- **Work order**: Find the word "drinking" in the records below. List each line containing it.
*** Opening of Recorded data ***
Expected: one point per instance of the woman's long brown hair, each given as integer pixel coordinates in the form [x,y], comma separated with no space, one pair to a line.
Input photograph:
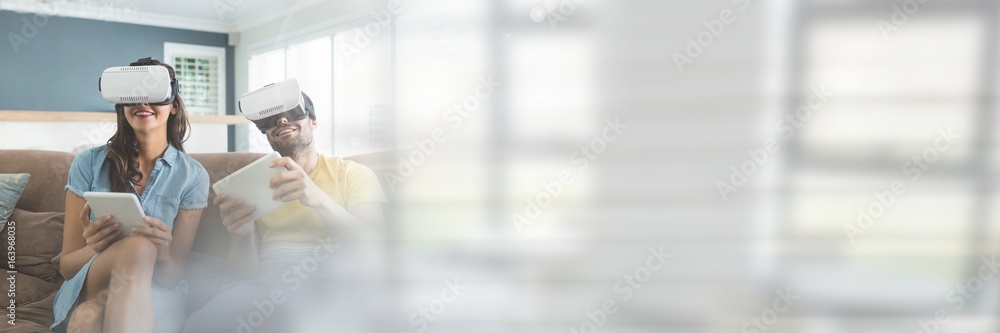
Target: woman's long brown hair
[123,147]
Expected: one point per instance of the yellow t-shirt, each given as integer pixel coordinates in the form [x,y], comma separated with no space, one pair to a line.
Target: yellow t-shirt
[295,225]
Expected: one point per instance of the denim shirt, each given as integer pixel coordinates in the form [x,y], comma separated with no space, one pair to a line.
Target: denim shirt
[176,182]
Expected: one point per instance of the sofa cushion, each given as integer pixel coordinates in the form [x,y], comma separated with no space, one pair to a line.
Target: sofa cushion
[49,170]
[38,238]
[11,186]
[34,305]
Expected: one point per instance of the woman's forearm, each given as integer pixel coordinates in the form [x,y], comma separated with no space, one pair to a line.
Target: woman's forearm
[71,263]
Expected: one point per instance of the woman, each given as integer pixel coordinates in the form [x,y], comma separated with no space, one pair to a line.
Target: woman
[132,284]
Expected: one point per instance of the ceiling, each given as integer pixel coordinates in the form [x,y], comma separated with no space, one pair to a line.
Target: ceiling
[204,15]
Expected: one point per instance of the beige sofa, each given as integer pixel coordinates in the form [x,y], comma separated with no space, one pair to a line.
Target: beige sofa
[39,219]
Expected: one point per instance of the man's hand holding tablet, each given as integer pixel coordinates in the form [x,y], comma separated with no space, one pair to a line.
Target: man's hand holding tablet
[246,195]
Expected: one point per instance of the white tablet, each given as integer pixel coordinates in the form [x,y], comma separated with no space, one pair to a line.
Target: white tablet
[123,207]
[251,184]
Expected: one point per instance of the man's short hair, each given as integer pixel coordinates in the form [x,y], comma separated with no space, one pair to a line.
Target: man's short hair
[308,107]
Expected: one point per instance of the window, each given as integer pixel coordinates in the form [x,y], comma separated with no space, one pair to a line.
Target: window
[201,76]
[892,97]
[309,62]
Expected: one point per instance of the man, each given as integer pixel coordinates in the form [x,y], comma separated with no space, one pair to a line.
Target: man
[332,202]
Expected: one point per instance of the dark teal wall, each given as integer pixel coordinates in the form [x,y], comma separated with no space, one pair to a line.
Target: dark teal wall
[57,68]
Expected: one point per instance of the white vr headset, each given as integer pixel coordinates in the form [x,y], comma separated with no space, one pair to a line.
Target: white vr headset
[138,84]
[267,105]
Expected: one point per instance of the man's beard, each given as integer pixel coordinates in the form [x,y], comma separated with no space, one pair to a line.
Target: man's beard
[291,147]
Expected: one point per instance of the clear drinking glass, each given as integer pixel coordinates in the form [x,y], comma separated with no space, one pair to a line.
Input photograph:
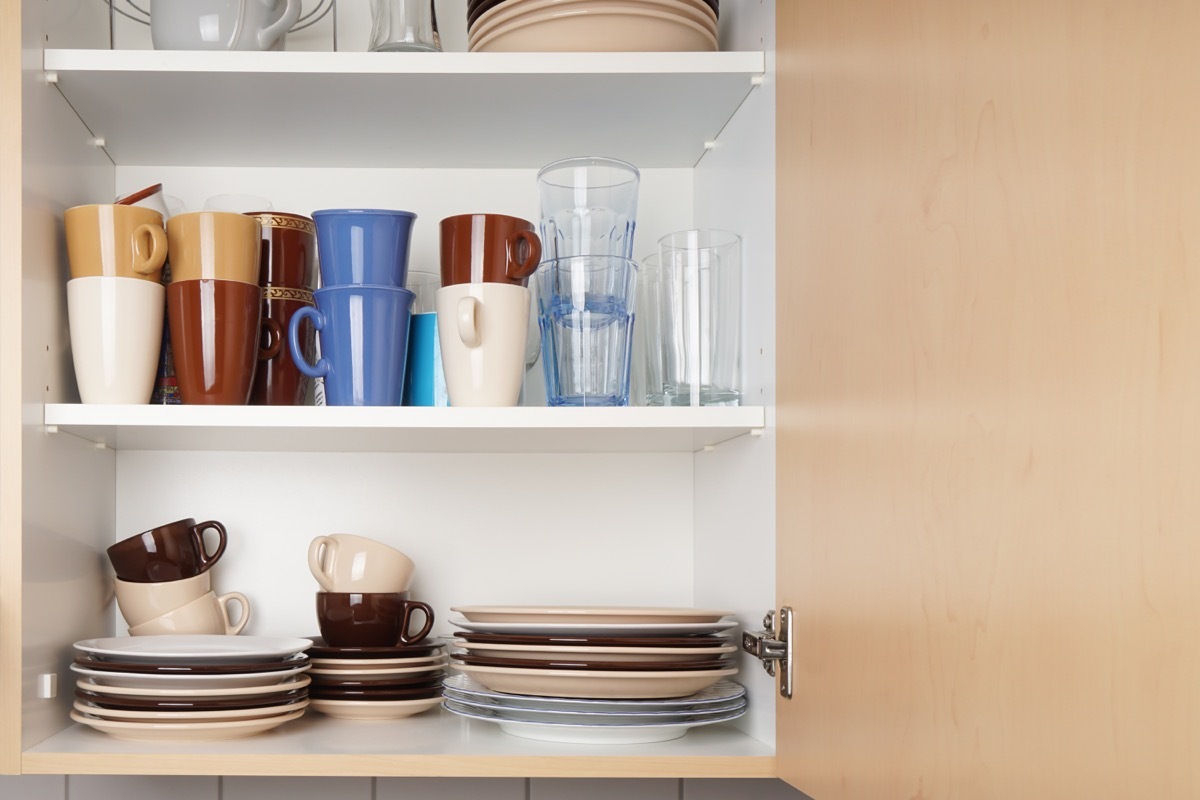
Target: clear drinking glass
*** Close of Recorded data ***
- **Result**:
Expected: one point per instance of the clear drinking glass, each given as integer pixel coordinates in the form [x,y], comma separated with no space, one pair to a line.
Target: clear drinking glass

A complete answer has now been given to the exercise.